* [选文]
这就不得不提到另一点:既然戏剧是由文本组成的,那么对巴赞来说,戏剧电影只能是对原台词的尊重[11]。比起电影导演费尽心思考虑“如何隐藏原著是戏剧,进行改编,并将其融入电影中”的作品,巴赞更认可那些“不惜突出戏剧性质”的戏剧电影,将其作为拓展电影可能性的价值。戏剧当然是作为虚构的东西来考虑的,而且是在固定的舞台这个场合来表演的。拍摄这样的表演和戏剧,反过来说,就是要承担台词的不自然性,将戏剧所支撑的戏剧这个世界作为一个现实真实地展现出来。滨口龙介作为导演,可以说是从现场的感觉出发,承认巴赞的理论切中要害,并亲身感受到了这是所有电影都可能产生的问题。电影中既有摄影机自动“记录”光的状态的纪录片性质,也有一定要将时空“碎片化”的性质共存,“一个影像本身就已经是纪录片,只能是虚构的[7]”。这也是巴赞的每一篇文章都贯穿着的对背反论的深刻理解。

* [数据文件片段]
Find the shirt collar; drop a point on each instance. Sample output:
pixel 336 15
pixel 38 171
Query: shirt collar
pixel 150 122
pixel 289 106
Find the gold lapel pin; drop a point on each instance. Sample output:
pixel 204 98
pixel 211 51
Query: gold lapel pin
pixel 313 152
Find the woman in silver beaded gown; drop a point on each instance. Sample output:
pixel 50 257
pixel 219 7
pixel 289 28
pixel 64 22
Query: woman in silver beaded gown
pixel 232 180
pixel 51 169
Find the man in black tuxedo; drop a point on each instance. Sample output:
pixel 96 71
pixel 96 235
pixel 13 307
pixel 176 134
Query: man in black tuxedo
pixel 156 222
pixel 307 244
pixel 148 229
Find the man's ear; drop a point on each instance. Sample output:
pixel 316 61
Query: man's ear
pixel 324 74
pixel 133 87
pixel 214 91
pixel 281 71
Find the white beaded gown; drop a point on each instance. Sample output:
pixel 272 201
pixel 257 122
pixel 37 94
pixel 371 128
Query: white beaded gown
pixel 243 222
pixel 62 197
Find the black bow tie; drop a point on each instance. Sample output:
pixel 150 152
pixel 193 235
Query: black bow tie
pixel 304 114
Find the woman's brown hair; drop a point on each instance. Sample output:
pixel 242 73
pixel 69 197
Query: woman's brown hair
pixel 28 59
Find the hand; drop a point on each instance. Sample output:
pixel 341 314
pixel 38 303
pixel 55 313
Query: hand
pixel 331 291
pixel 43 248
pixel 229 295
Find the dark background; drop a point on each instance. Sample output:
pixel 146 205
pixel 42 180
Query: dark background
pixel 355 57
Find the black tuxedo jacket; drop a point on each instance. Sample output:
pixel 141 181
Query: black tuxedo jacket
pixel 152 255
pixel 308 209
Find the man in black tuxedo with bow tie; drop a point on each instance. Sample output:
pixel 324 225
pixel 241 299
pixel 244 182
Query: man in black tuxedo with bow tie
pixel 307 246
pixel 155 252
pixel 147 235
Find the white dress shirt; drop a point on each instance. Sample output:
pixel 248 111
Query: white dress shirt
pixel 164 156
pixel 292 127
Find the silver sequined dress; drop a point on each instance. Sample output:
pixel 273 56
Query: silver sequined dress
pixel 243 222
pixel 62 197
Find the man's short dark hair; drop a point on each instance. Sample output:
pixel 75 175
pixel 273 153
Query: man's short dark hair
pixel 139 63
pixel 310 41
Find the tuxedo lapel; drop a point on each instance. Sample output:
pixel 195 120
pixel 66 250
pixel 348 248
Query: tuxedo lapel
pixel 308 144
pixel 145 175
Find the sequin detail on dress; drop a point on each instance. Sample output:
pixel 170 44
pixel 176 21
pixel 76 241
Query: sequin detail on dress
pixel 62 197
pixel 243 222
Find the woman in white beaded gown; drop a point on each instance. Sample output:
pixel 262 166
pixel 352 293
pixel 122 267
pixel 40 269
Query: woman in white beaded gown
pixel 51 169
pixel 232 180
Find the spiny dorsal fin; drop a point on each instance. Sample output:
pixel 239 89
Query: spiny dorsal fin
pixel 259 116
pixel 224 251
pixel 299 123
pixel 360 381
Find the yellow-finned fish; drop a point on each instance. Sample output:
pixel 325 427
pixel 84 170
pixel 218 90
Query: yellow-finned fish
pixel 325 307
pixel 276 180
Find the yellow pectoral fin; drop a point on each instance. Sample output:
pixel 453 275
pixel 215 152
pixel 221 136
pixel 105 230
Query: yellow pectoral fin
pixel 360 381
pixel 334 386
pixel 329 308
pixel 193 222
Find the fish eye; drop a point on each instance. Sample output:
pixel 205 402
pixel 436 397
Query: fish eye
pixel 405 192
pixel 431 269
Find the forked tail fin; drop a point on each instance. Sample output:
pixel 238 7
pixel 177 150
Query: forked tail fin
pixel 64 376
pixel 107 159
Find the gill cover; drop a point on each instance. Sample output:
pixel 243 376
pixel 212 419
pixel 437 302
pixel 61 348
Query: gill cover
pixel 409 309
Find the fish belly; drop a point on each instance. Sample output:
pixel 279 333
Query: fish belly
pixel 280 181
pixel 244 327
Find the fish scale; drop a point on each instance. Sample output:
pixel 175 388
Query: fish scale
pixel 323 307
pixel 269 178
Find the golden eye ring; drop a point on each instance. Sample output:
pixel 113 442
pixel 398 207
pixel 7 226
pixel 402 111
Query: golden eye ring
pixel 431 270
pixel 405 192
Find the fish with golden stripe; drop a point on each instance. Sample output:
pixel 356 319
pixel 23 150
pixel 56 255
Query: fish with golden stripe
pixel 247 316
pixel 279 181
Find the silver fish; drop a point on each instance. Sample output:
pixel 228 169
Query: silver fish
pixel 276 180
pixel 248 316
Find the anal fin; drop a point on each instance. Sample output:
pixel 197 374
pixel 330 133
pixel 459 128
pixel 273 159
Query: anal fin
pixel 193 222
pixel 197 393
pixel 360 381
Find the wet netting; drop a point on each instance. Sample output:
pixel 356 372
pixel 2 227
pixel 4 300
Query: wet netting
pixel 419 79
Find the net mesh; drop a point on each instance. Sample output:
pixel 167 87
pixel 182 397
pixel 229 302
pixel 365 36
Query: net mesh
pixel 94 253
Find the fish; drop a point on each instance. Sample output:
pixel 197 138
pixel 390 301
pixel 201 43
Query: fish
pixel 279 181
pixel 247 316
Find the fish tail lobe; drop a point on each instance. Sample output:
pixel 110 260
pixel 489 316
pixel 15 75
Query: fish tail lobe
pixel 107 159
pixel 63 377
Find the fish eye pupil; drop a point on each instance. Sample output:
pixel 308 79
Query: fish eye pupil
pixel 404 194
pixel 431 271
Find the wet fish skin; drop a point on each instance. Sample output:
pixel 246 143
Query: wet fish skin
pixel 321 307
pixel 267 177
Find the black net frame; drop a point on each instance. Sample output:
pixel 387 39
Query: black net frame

* [作业说明]
(1) 判断下列三项陈述是否与选文相符。每项回答"是"或"否",并原样引用选文中起决定作用的文字:(a) 巴赞更认可那些设法隐藏原著是戏剧的改编作品;(b) 对巴赞来说,戏剧电影只能是对原台词的尊重;(c) 滨口龙介作为导演承认巴赞的理论切中要害。
(2) 依据选文,戏剧是在什么场合表演的?
(3) 紧接选文中关于巴赞与背反论的最后一句,续写这段选文。

* [逐项答案]
(1)
(a) 否。"巴赞更认可那些“不惜突出戏剧性质”的戏剧电影"
(b) 是。"对巴赞来说,戏剧电影只能是对原台词的尊重"
(c) 是。"滨口龙介作为导演,可以说是从现场的感觉出发,承认巴赞的理论切中要害"

(2) 在固定的舞台这个场合。

(3)
4. 具体影片中的克拉考尔忠实
抛弃形而上学界,就是回到物质现实。格里菲斯的追赶和营救,在克拉考尔看来,可以以更物质化的方式回到照相的理念上,而这也正是他对于电影本性的探求,即物质现实的复原,他所关心的是电影作为一种实体的美学,而不是形式的美学,所以不管是舞台化的电影、悲剧电影,彩色电影,甚至动画片都和电影的物质现实相背离。在他看来,从卢米埃尔的第一批影片到《卡比利亚之夜》,从《一个国家的诞生》到《阿帕拉吉托》,从《战舰波将金号》到《游击队》……几乎所有重要的电影作品历来或者说天然就是用传统规格的黑白片拍成的。电影应该以它深入我们眼前世界的程度作为衡量的标准,远离内心生活、意识形态和心灵问题的事物表层,像照相一样,成为纪录世界和揭示世界的一种工具:“如果电影是一个照相的手段,它必须以广阔的外在世界为重心——这个无边无际的世界和悲剧所规定的有限的、整齐有序的世界几乎无所共同之处。[12]”纪录片美学观奠基者维尔托夫,曾经提出并开创了“电影眼睛派”的理论,他提倡镜头如同人眼一样,要出其不意地捕捉生活。所以他反对人为的扮演,甚至反对带有表演的影片。同样,阿伦雷乃在电影《夜与雾》中,通过电影设备的“客观眼睛”的进入,捕捉此时此地的和平景观——没有关于大屠杀的真相的负担,随着田园音乐的声音在景观中移动。此外,阿伦雷乃没有在象征意义上接近夜晚和雾的概念,而是将它们与种族灭绝后、阳光普照的景观并列,将它们与纳粹联系起来。阿伦雷乃认为电影真相中没有大屠杀的问题,是一种没有象征性真相的真实。真实的状态缺乏一种“符号化”的方式,即在有意义的、栩栩如生的叙述中组织自己。为了逃避不可能的符号化的陷阱,他使用了维尔托夫的编辑策略:将图像与声音并置。只有可视图像和画外声音才能通过建立视听之间的关系,从而来在观众中创造差异,两种现实之间的快速过渡,代表了电影作为媒体演变的回归——回归无声电影的逻辑。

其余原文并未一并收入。